- Working data:
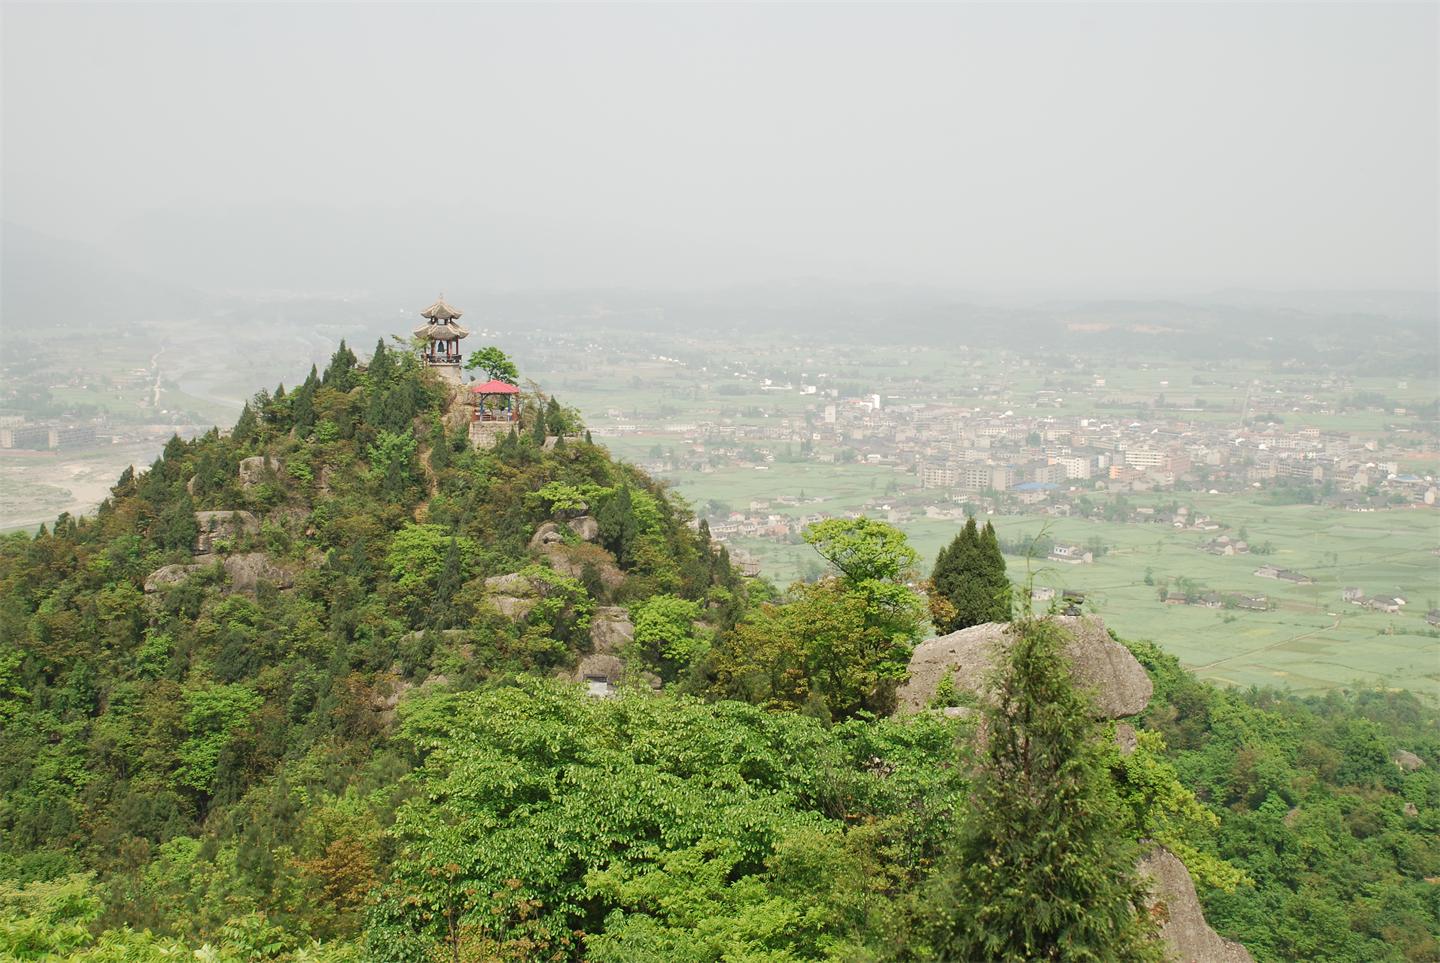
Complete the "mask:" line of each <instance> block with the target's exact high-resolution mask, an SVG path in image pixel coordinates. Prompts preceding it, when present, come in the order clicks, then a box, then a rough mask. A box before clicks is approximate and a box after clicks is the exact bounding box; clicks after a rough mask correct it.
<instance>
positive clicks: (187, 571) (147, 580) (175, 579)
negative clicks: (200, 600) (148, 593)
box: [145, 566, 200, 592]
mask: <svg viewBox="0 0 1440 963" xmlns="http://www.w3.org/2000/svg"><path fill="white" fill-rule="evenodd" d="M199 567H200V566H161V567H160V569H156V570H154V571H151V573H150V574H148V576H147V577H145V592H160V590H161V589H164V587H166V586H173V584H179V583H181V582H184V580H186V579H187V577H189V576H190V573H192V571H194V570H196V569H199Z"/></svg>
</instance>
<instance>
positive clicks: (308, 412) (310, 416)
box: [289, 364, 320, 438]
mask: <svg viewBox="0 0 1440 963" xmlns="http://www.w3.org/2000/svg"><path fill="white" fill-rule="evenodd" d="M318 389H320V376H318V374H317V373H315V366H314V364H311V366H310V377H307V379H305V383H304V384H301V386H300V387H298V389H295V392H294V394H291V396H289V415H291V422H292V423H294V426H295V433H297V435H300V436H301V438H308V436H310V429H312V428H314V426H315V392H317V390H318Z"/></svg>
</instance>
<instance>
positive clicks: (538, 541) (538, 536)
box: [530, 521, 564, 551]
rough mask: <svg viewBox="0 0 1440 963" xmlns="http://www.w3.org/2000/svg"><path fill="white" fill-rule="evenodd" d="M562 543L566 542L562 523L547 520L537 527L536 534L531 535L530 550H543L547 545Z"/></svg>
mask: <svg viewBox="0 0 1440 963" xmlns="http://www.w3.org/2000/svg"><path fill="white" fill-rule="evenodd" d="M562 543H564V534H563V533H562V531H560V525H557V524H554V523H553V521H547V523H544V524H541V525H540V527H539V528H536V534H534V535H531V537H530V551H543V550H544V548H546V546H557V544H562Z"/></svg>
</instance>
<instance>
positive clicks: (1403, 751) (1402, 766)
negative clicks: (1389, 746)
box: [1390, 749, 1426, 773]
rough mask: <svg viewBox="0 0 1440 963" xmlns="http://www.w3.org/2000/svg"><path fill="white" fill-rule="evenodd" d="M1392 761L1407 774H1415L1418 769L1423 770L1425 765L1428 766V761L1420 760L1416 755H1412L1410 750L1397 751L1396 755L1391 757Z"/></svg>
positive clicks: (1400, 768)
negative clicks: (1417, 769)
mask: <svg viewBox="0 0 1440 963" xmlns="http://www.w3.org/2000/svg"><path fill="white" fill-rule="evenodd" d="M1390 759H1391V760H1392V761H1394V763H1395V764H1397V766H1400V769H1401V770H1404V772H1407V773H1413V772H1416V770H1417V769H1423V767H1424V764H1426V760H1423V759H1420V757H1418V756H1416V754H1414V753H1411V751H1410V750H1408V749H1397V750H1395V754H1394V756H1391V757H1390Z"/></svg>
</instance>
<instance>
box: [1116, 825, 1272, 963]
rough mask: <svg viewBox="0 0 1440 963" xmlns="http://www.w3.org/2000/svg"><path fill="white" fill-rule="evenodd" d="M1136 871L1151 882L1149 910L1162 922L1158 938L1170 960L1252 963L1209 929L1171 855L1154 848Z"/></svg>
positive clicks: (1210, 962)
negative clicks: (1138, 869) (1165, 949)
mask: <svg viewBox="0 0 1440 963" xmlns="http://www.w3.org/2000/svg"><path fill="white" fill-rule="evenodd" d="M1138 868H1139V871H1140V875H1143V877H1149V880H1151V882H1152V888H1151V911H1152V913H1155V914H1156V915H1159V917H1161V918H1162V920H1164V923H1162V924H1161V939H1162V940H1165V944H1166V946H1168V947H1169V951H1171V957H1172V959H1175V960H1178V962H1179V963H1254V957H1253V956H1250V951H1248V950H1246V947H1243V946H1240V944H1238V943H1236V941H1234V940H1227V939H1224V937H1221V936H1220V934H1218V933H1215V931H1214V930H1211V928H1210V924H1208V923H1207V921H1205V914H1204V913H1202V911H1201V908H1200V900H1198V898H1197V897H1195V882H1194V880H1191V878H1189V869H1187V868H1185V864H1184V862H1181V861H1179V859H1178V858H1176V856H1175V854H1172V852H1171V851H1169V849H1165V848H1164V846H1156V848H1155V851H1153V852H1151V854H1149V855H1148V856H1145V858H1143V859H1140V864H1139V867H1138Z"/></svg>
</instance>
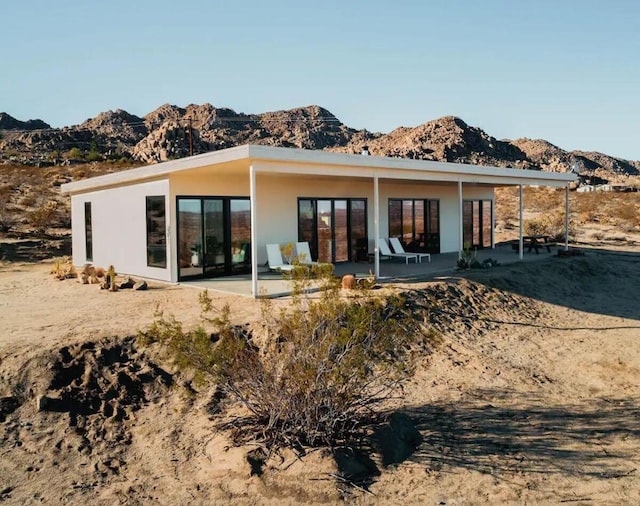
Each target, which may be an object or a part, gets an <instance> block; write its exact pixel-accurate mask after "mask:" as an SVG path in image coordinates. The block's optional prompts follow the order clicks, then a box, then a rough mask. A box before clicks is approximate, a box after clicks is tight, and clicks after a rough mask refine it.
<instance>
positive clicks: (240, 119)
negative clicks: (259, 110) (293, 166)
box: [0, 116, 341, 134]
mask: <svg viewBox="0 0 640 506" xmlns="http://www.w3.org/2000/svg"><path fill="white" fill-rule="evenodd" d="M278 120H280V121H284V122H286V123H322V122H325V123H327V122H328V123H341V122H340V120H339V119H338V118H336V117H333V116H317V117H315V118H279V117H273V118H251V117H245V118H242V117H241V118H216V119H215V120H213V121H212V122H211V123H209V124H208V126H215V124H216V123H218V122H219V123H254V122H255V123H259V122H270V121H278ZM172 121H174V122H176V123H178V125H177V127H178V128H181V127H182V128H184V127H183V125H181V124H179V123H181V122H188V121H194V120H193V118H176V119H167V120H164V121H162V122H160V126H161V125H164V124H165V123H169V122H172ZM148 123H151V124H153V123H156V122H154V121H135V122H131V123H122V124H121V125H119V126H122V127H123V128H126V127H136V126H143V125H144V126H148ZM204 125H205V124H204V123H203V122H200V128H202V127H203V126H204ZM98 128H99V127H97V128H95V127H94V128H90V127H80V125H77V126H76V125H72V126H64V127H60V128H54V127H51V128H34V129H26V128H25V129H20V128H3V129H0V131H2V132H11V133H18V134H21V133H46V132H56V133H67V132H69V131H70V130H71V131H72V132H74V133H75V132H96V131H98Z"/></svg>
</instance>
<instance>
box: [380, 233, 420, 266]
mask: <svg viewBox="0 0 640 506" xmlns="http://www.w3.org/2000/svg"><path fill="white" fill-rule="evenodd" d="M378 247H379V248H380V254H381V255H382V256H385V257H392V258H393V257H396V258H404V263H405V264H408V263H409V259H410V258H413V259H414V260H415V261H416V263H418V255H416V254H415V253H394V252H393V251H391V248H389V244H387V240H386V239H383V238H382V237H381V238H380V242H379V243H378Z"/></svg>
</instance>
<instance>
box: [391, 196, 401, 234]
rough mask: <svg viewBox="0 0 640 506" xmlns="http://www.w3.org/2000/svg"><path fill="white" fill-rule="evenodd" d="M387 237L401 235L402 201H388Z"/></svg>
mask: <svg viewBox="0 0 640 506" xmlns="http://www.w3.org/2000/svg"><path fill="white" fill-rule="evenodd" d="M389 237H398V238H400V237H402V201H401V200H390V201H389Z"/></svg>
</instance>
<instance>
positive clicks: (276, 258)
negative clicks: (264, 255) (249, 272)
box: [267, 244, 293, 271]
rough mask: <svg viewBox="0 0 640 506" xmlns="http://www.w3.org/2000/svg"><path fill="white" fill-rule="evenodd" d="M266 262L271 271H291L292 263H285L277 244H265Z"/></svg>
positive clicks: (277, 244)
mask: <svg viewBox="0 0 640 506" xmlns="http://www.w3.org/2000/svg"><path fill="white" fill-rule="evenodd" d="M267 262H268V263H269V270H271V271H291V270H293V265H291V264H288V263H285V261H284V259H283V258H282V252H281V251H280V245H279V244H267Z"/></svg>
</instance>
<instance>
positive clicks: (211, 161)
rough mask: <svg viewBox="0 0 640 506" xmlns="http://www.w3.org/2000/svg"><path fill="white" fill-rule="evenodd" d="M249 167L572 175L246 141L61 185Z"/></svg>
mask: <svg viewBox="0 0 640 506" xmlns="http://www.w3.org/2000/svg"><path fill="white" fill-rule="evenodd" d="M229 165H234V166H238V165H240V166H243V167H245V168H246V169H247V170H248V168H249V167H250V166H253V167H254V169H255V170H256V171H257V172H262V173H268V172H271V173H281V174H291V175H295V174H299V175H302V174H306V175H317V176H323V177H362V178H373V177H375V176H378V178H379V179H390V180H406V181H434V182H463V183H473V184H486V185H493V186H513V185H519V184H522V185H540V186H556V187H564V186H566V185H567V184H569V183H571V182H573V181H575V180H576V175H575V174H572V173H569V174H562V173H556V172H544V171H537V170H521V169H506V168H502V167H491V166H483V165H467V164H462V163H449V162H435V161H429V160H410V159H407V158H391V157H383V156H365V155H354V154H347V153H334V152H330V151H319V150H308V149H294V148H281V147H274V146H256V145H251V144H246V145H243V146H238V147H234V148H228V149H223V150H219V151H212V152H210V153H205V154H202V155H196V156H191V157H188V158H181V159H180V160H171V161H168V162H163V163H159V164H154V165H147V166H144V167H138V168H135V169H129V170H124V171H121V172H116V173H112V174H106V175H103V176H98V177H94V178H90V179H83V180H81V181H76V182H72V183H66V184H63V185H62V187H61V191H62V192H63V193H65V194H76V193H84V192H88V191H94V190H99V189H102V188H107V187H115V186H120V185H128V184H135V183H138V182H143V181H152V180H158V179H166V178H168V177H169V175H170V174H173V173H178V172H183V171H189V170H194V169H202V168H204V167H211V170H212V171H215V170H216V167H218V168H221V167H223V166H229Z"/></svg>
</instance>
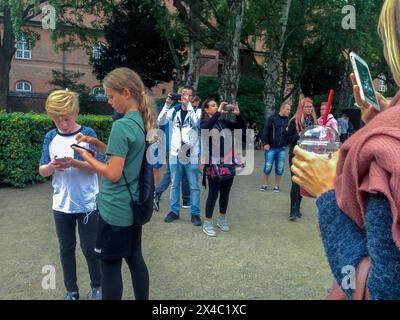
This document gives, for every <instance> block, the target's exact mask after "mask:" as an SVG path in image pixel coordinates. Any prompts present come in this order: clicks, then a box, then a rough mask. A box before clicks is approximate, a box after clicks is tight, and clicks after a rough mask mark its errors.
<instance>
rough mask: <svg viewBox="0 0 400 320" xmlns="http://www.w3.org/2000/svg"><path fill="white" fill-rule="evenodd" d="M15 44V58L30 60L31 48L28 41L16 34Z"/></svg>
mask: <svg viewBox="0 0 400 320" xmlns="http://www.w3.org/2000/svg"><path fill="white" fill-rule="evenodd" d="M15 46H16V48H17V52H16V53H15V58H16V59H20V60H31V59H32V54H31V48H30V45H29V41H28V39H27V38H26V37H24V36H18V37H17V43H16V45H15Z"/></svg>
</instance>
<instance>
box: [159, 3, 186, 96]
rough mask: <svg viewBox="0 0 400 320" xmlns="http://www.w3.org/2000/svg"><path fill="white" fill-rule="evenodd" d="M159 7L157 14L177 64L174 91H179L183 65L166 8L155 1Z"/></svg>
mask: <svg viewBox="0 0 400 320" xmlns="http://www.w3.org/2000/svg"><path fill="white" fill-rule="evenodd" d="M153 4H154V5H155V7H156V9H157V11H156V12H157V15H158V18H159V20H160V21H161V26H162V29H163V32H164V36H165V39H166V40H167V43H168V46H169V50H170V51H171V55H172V59H173V60H174V64H175V76H174V89H173V90H174V92H176V91H177V89H178V88H179V87H181V86H182V85H183V67H182V64H181V62H180V61H179V58H178V55H177V53H176V49H175V45H174V42H173V40H172V38H171V34H170V31H169V26H168V21H167V15H166V9H165V7H162V6H161V5H160V2H159V1H155V2H153Z"/></svg>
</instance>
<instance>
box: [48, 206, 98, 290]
mask: <svg viewBox="0 0 400 320" xmlns="http://www.w3.org/2000/svg"><path fill="white" fill-rule="evenodd" d="M53 216H54V222H55V225H56V232H57V237H58V242H59V246H60V258H61V265H62V270H63V275H64V284H65V288H66V289H67V291H70V292H78V291H79V288H78V285H77V277H76V257H75V248H76V226H77V225H78V233H79V240H80V246H81V249H82V252H83V255H84V256H85V258H86V263H87V265H88V269H89V275H90V286H91V287H92V288H95V287H99V286H100V281H101V273H100V261H99V259H98V258H97V256H96V254H95V252H94V247H95V243H96V234H97V233H96V232H97V216H98V212H97V211H93V212H92V213H90V214H85V213H78V214H72V213H63V212H59V211H53Z"/></svg>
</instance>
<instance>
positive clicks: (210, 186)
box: [206, 177, 233, 219]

- About this exercise:
Set out as a numbered list the lines of the data above, starting with the line that contains "761L1407 774H1415L1418 769L1423" and ending with the line that contains "positive clicks: (1210, 962)". Leave out any blank lines.

- Answer below:
1. rough mask: <svg viewBox="0 0 1440 963" xmlns="http://www.w3.org/2000/svg"><path fill="white" fill-rule="evenodd" d="M1392 761L1407 774H1415L1418 769L1423 770L1425 765L1428 766V761L1420 760L1416 755H1412L1410 750L1397 751L1396 755L1391 757Z"/></svg>
2. positive clicks: (1400, 768)
3. negative clicks: (1417, 769)
4. mask: <svg viewBox="0 0 1440 963" xmlns="http://www.w3.org/2000/svg"><path fill="white" fill-rule="evenodd" d="M1390 759H1391V760H1392V761H1394V763H1395V764H1397V766H1400V769H1401V770H1404V772H1407V773H1413V772H1416V770H1417V769H1423V767H1424V764H1426V760H1423V759H1420V757H1418V756H1416V754H1414V753H1411V751H1410V750H1408V749H1397V750H1395V754H1394V756H1391V757H1390Z"/></svg>
5. </instance>
6. <instance>
7. box: [1116, 825, 1272, 963]
8. rough mask: <svg viewBox="0 0 1440 963" xmlns="http://www.w3.org/2000/svg"><path fill="white" fill-rule="evenodd" d="M1136 871L1151 882L1149 910L1162 922L1158 938L1170 960L1252 963L1209 929L1171 855L1154 848Z"/></svg>
9. positive clicks: (1210, 962)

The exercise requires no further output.